Instructions |
1 > Answer these questions using the piece on Xintela.
(a) Which agency granted Xintela 2 million SEK?
(b) In what year was Xintela founded?
(c) In which country will the phase I/IIa dose study be carried out?
2 > Repeat word for word the passage from the piece on Xintela that begins at the words "Xintela develops stem" and stops after the words "for clinical studies.".

Page extract |
= = =

Lund-based Xintela ended last week on a positive note when the company announced that it had been granted 2 million SEK by the Swedish innovation agency Vinnova in the call for ”Innovation projects in small and medium-sized companies.” The 2 million SEK grant, which was the maximum amount available, is to be used to further develop the company’s cancer project for the treatment of aggressive cancers such as glioblastoma.
Since its foundation in 2009, the biomedical company Xintela has used its technology platform to develop treatments within regenerative medicine and cancer focusing on two main areas: cartilage damage in the form of osteoarthritis and the brain tumour glioblastoma. These are both indications with a great need for new and better treatments, and Xintela’s aim is to use its patented technology to contribute to improving the lives of countless patients.
Xintela develops stem cells for the treatment of osteoarthritis and the company has conducted preclinical studies in horses yielding positive results. Currently, the first clinical study in humans is being prepared. This will be a phase I/IIa dose study that will be carried out in Australia. Xintela has also built its own GMP facility for the production of stem cells for clinical studies.

= = =

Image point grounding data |
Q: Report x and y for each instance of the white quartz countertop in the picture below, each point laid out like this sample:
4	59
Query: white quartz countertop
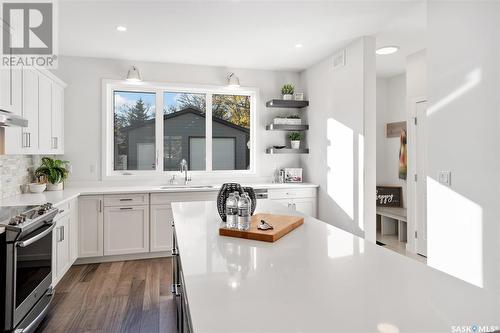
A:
57	197
318	278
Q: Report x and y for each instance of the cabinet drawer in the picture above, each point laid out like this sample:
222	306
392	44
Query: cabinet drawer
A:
64	209
166	198
291	193
111	200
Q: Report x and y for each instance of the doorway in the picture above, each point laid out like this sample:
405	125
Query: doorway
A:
420	178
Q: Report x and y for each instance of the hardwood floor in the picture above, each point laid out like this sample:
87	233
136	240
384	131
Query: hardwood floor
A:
126	296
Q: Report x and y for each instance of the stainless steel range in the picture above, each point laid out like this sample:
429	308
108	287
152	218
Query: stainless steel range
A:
26	264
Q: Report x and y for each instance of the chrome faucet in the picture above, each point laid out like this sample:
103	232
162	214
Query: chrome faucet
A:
184	168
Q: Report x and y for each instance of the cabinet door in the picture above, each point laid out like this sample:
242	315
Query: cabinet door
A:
11	85
161	228
126	230
306	206
57	139
62	246
90	226
44	114
73	230
30	111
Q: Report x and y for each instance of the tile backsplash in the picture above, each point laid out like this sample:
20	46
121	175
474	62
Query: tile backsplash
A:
14	171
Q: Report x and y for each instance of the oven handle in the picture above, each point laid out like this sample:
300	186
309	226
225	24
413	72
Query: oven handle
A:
37	237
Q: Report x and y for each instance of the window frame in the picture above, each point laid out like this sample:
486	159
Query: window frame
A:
159	88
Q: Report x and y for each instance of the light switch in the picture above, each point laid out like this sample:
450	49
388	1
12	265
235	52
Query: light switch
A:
444	177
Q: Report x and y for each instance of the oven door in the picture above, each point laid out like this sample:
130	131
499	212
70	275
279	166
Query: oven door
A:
32	270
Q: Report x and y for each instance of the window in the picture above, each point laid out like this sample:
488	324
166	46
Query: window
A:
230	132
134	130
150	129
184	118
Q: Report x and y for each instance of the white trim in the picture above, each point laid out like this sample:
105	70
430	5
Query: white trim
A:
108	86
411	188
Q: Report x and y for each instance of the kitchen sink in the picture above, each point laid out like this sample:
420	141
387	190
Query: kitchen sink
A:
167	187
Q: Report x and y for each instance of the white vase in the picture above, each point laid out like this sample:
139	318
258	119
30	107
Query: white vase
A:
54	187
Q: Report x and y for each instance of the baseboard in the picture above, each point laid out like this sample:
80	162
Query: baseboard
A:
123	257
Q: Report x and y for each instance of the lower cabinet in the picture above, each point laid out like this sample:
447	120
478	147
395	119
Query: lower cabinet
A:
90	226
161	228
64	240
126	230
304	205
62	244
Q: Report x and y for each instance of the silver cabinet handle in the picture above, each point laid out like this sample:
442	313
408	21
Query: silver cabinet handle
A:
37	237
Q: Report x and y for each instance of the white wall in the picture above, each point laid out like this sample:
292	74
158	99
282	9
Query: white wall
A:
391	107
463	129
416	90
83	107
342	134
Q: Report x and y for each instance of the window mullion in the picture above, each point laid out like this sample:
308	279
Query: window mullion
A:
159	128
208	131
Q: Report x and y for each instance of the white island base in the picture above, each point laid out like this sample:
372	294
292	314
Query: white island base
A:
317	278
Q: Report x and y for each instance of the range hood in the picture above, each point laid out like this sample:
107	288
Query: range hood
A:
8	119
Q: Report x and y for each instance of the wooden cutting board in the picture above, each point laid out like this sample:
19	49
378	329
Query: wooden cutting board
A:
282	225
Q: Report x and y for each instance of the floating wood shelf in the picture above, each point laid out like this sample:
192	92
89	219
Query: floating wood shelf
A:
287	151
281	103
282	127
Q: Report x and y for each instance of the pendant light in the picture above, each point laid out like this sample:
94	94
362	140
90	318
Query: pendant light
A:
134	75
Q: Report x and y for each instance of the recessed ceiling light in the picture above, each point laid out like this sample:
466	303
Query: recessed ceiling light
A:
387	50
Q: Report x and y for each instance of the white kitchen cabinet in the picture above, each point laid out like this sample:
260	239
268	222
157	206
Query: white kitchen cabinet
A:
161	228
29	140
300	199
38	96
90	226
62	241
126	230
304	205
57	125
44	114
73	229
11	86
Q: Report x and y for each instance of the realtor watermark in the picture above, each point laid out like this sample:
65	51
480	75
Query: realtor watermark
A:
28	34
474	328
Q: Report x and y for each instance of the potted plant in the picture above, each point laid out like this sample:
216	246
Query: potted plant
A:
293	120
55	171
295	138
287	92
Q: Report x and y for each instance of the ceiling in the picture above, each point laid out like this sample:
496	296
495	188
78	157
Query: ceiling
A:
239	34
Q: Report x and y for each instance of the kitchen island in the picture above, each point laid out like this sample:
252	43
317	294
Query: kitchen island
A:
318	278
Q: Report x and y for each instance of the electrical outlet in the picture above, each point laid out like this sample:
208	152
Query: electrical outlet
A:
444	177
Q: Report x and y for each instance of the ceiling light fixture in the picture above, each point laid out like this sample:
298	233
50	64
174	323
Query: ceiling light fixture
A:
233	81
387	50
133	75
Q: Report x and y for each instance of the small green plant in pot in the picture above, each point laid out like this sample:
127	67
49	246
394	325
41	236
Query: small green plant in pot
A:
295	138
287	91
55	171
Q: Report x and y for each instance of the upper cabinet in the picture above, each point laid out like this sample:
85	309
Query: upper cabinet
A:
37	95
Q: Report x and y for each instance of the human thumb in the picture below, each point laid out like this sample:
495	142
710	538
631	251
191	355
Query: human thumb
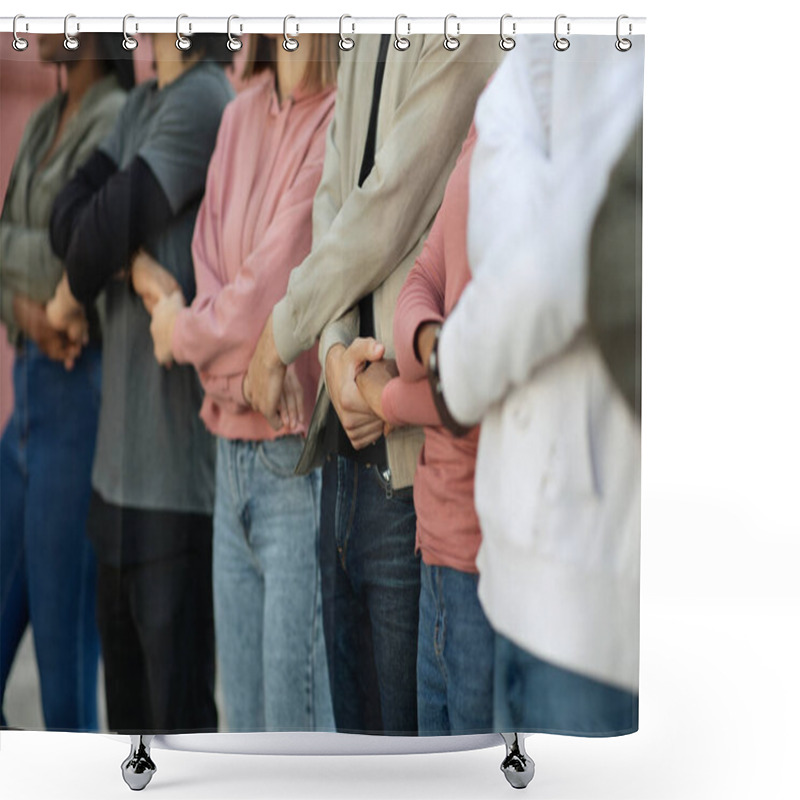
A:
366	349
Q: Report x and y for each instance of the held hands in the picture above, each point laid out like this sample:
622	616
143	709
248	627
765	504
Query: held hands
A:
151	281
164	314
371	383
290	409
56	345
342	367
66	315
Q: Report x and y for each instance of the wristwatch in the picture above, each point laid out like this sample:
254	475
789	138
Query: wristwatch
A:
456	428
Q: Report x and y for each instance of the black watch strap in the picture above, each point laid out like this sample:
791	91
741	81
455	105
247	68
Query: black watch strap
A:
456	428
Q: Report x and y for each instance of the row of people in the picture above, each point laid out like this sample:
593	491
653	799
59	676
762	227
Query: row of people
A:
326	616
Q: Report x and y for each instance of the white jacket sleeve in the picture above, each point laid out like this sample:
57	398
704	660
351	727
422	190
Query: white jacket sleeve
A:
534	190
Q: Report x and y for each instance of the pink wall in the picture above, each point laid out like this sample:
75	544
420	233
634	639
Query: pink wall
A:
25	83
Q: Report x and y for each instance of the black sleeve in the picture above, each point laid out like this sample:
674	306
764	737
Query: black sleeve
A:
102	218
72	199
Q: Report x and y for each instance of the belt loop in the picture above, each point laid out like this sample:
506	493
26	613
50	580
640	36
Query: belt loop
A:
386	475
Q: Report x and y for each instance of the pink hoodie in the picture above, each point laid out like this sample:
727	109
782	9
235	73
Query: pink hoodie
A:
253	227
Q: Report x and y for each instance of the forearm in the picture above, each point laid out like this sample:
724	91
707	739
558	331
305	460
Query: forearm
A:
111	225
27	262
407	403
380	222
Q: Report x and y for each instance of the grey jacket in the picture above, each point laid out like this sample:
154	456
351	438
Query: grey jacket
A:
365	240
28	265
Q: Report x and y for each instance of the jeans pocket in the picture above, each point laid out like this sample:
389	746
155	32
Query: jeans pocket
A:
280	456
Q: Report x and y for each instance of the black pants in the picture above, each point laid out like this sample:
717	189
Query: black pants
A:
155	618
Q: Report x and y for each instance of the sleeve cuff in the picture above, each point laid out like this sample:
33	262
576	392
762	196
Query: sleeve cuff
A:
454	382
388	397
282	332
179	337
342	331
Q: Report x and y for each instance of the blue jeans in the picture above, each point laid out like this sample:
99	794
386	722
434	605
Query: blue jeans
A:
455	659
371	580
47	565
267	594
536	696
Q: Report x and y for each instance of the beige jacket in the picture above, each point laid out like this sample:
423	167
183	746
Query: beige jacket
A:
366	239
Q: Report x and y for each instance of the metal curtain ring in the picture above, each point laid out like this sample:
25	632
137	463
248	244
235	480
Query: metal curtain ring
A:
345	42
507	42
623	45
400	42
128	42
19	44
290	44
70	42
451	42
561	43
234	43
182	42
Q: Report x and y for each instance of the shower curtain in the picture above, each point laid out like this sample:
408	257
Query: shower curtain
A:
321	384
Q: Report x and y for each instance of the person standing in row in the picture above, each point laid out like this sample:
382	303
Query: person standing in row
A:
47	567
254	225
153	477
389	154
455	658
557	481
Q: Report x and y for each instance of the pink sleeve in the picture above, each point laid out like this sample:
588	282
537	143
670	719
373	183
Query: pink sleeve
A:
421	300
407	403
220	332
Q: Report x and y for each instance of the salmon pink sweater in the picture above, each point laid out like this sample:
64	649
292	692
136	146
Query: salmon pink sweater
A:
253	227
448	533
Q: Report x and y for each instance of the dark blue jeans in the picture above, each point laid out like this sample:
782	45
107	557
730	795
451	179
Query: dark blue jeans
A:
370	596
455	659
536	696
47	565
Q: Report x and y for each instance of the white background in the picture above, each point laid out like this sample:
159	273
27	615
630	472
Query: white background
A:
720	603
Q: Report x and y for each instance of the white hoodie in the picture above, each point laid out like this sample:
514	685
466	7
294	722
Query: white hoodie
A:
557	484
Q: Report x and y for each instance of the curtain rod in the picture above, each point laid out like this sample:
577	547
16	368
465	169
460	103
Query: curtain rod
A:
348	25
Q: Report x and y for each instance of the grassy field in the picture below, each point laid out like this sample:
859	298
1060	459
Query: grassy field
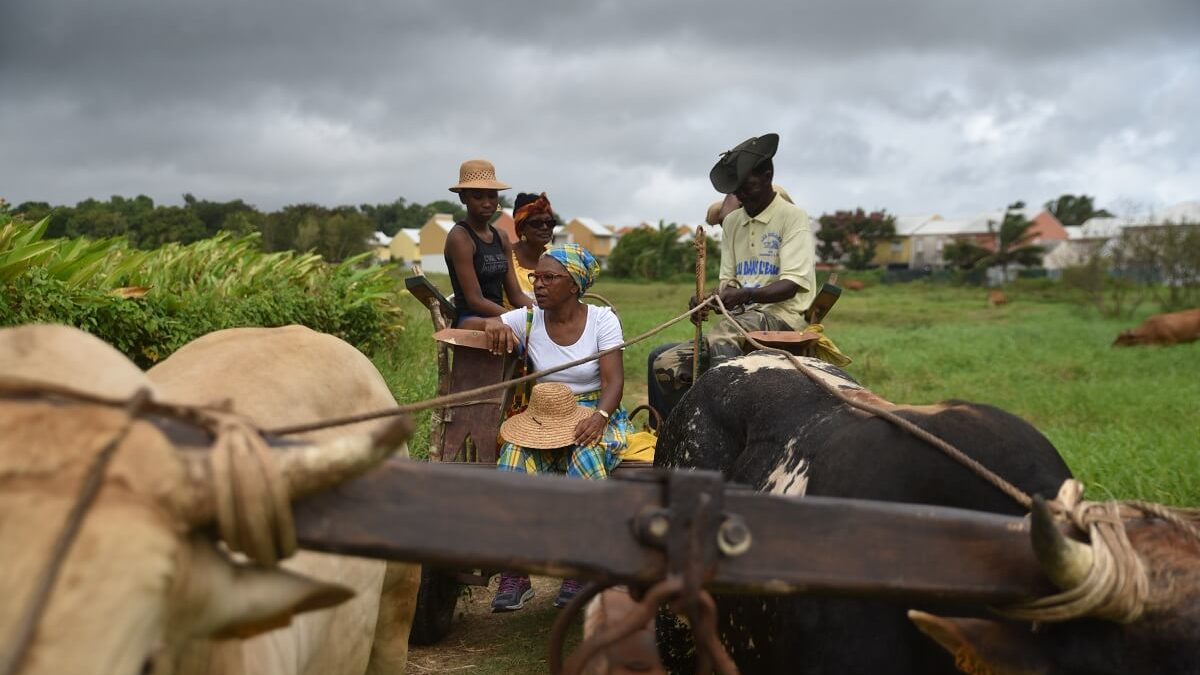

= = =

Answers for each item |
1 >
(a) The Swedish innovation agency Vinnova.
(b) 2009.
(c) Australia.

2 >
Xintela develops stem cells for the treatment of osteoarthritis and the company has conducted preclinical studies in horses yielding positive results. Currently, the first clinical study in humans is being prepared. This will be a phase I/IIa dose study that will be carried out in Australia. Xintela has also built its own GMP facility for the production of stem cells for clinical studies.